_TRY IT_
Print the passage about Agua de Oro as it appears, everything from "The town is crossed" down to "quarry-related truck traffic.".

_SELECTED TEXT_
────────────────

Agua de Oro is a town in the Colón Department in the Province of Córdoba in central Argentina, north of the provincial capital Córdoba and is located on the eastern slopes of the Sierras Chicas. The town is a frequent inner-Argentine holiday destination, particularly during the summer months, and the town offers various tourist accommodations and restaurants.

== Geography ==
Agua de Oro is located around 50 kilometers north of the city of Córdoba, flanked by the neighboring towns of Salsipuedes to the south and La Granja to the north. It sits at around 800 meters above sea level, and is crossed in a north-south direction by the provincial road E53, which connects the city of Jesus Maria with Córdoba. The secondary provincial road RPS154 furthermore connects the town with La Cumbre, on the other side of the Sierras Chicas.

The town is crossed from west to east by the Chavascate River, which is one of the principal tourist attractions. There are concerns that mining and quarrying in the area will negatively affect the Chavascate's river basin, and researchers of the National University of Córdoba and local environmental activists have started a citizen science effort to measure the influx of organic material. In 2026, residents of Agua de Oro started a petition with concerns regarding the mining activity upstream of the town. In May of the same year, mayor Miguel Aguirre responded in a written statement, clarifying that the concerned mining activity is happening outside of the jurisdiction of the municipality, while indicating that the municipality would seek to work with provincial authorities regarding the concerns and explores options to manage the quarry-related truck traffic.

────────────────

_Referring expression data_
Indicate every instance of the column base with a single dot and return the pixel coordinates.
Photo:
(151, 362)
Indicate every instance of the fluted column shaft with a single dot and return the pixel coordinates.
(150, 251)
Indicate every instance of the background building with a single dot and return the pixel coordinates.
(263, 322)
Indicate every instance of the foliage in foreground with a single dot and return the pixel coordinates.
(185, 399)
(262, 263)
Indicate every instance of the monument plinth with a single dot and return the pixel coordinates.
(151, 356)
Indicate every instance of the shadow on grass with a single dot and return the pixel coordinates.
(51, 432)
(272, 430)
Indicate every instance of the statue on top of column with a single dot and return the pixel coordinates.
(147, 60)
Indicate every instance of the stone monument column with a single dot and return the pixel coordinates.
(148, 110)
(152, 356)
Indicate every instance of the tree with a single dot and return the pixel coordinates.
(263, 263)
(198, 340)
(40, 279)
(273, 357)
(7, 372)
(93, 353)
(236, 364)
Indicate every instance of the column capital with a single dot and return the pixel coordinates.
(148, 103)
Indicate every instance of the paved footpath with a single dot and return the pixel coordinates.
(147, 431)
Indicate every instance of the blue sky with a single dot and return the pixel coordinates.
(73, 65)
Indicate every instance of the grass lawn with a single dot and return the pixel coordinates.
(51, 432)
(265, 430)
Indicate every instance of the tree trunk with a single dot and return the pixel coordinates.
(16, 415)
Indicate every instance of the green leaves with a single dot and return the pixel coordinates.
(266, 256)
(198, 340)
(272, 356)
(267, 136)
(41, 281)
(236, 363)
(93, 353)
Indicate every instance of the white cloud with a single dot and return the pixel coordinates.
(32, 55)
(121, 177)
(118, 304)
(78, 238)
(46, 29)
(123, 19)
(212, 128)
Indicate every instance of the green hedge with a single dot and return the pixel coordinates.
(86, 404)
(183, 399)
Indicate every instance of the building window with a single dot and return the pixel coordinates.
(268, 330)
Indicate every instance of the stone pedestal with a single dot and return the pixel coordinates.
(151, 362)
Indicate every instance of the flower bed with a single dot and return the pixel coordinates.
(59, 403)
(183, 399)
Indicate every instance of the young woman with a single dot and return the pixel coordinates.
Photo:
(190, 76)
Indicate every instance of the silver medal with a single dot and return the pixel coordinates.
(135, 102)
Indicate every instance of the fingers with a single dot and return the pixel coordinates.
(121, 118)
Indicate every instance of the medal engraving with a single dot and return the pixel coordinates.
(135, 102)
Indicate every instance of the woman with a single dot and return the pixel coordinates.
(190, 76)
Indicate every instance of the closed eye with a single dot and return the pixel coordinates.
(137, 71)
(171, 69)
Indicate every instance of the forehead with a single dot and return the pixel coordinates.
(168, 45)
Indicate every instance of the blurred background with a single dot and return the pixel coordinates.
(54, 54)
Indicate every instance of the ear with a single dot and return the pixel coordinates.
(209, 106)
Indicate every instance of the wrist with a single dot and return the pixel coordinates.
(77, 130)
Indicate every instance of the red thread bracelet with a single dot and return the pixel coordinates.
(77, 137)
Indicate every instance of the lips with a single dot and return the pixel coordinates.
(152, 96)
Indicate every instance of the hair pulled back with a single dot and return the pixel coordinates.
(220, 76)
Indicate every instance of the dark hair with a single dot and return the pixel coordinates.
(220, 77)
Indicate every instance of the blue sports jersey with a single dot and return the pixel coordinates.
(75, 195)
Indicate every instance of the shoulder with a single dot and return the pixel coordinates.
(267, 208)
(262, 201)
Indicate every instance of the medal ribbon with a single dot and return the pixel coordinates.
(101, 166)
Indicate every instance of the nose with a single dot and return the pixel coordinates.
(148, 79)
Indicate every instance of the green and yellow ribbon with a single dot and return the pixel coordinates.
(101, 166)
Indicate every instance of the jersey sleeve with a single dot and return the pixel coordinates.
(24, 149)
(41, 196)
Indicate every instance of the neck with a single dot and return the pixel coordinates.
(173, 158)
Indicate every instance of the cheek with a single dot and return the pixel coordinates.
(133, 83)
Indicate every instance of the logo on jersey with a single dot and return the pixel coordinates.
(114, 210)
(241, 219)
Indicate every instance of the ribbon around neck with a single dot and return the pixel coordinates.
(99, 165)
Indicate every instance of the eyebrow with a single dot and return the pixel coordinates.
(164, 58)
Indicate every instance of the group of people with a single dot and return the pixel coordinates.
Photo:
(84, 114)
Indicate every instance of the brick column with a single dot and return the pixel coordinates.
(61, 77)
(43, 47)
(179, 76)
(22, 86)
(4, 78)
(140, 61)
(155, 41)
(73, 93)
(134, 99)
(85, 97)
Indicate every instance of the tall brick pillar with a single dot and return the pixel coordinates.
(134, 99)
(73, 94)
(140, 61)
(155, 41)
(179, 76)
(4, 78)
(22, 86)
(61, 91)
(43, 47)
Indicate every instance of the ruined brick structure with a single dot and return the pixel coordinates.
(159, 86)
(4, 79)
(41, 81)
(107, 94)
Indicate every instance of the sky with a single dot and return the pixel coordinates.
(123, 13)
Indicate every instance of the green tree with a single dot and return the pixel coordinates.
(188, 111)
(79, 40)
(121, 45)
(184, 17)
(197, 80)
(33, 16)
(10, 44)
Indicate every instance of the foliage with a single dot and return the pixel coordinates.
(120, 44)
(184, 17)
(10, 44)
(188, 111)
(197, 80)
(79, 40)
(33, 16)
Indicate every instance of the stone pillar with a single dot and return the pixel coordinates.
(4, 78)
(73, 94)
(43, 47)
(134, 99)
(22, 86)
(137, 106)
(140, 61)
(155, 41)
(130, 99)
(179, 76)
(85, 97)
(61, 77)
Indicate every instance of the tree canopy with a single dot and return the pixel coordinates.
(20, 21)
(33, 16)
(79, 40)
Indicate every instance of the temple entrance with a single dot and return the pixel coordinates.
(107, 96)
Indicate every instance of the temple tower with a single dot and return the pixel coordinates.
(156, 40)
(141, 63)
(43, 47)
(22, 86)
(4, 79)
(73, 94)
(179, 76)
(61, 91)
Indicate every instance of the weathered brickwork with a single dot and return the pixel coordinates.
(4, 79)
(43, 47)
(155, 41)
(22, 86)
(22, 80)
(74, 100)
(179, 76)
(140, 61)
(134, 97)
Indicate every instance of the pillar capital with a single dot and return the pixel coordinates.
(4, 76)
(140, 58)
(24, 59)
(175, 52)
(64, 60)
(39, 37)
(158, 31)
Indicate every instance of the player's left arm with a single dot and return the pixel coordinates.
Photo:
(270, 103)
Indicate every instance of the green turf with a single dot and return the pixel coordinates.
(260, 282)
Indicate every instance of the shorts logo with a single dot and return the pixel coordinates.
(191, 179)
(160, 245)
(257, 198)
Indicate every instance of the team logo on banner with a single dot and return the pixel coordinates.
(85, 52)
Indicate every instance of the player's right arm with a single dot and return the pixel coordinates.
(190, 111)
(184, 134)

────────────────

_COMPLETED EXERCISE_
The town is crossed from west to east by the Chavascate River, which is one of the principal tourist attractions. There are concerns that mining and quarrying in the area will negatively affect the Chavascate's river basin, and researchers of the National University of Córdoba and local environmental activists have started a citizen science effort to measure the influx of organic material. In 2026, residents of Agua de Oro started a petition with concerns regarding the mining activity upstream of the town. In May of the same year, mayor Miguel Aguirre responded in a written statement, clarifying that the concerned mining activity is happening outside of the jurisdiction of the municipality, while indicating that the municipality would seek to work with provincial authorities regarding the concerns and explores options to manage the quarry-related truck traffic.